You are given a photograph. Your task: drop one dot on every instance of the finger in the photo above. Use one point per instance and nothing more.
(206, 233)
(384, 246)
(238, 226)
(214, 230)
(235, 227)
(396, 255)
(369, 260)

• Aim of the task
The whole listing above is to be reproduced without any slip.

• Written response
You are given a photograph. Your task: drop one dot on every instance of the finger in the photo above. Use one point per instance and nothing more.
(206, 233)
(384, 246)
(238, 226)
(214, 230)
(235, 227)
(396, 255)
(369, 260)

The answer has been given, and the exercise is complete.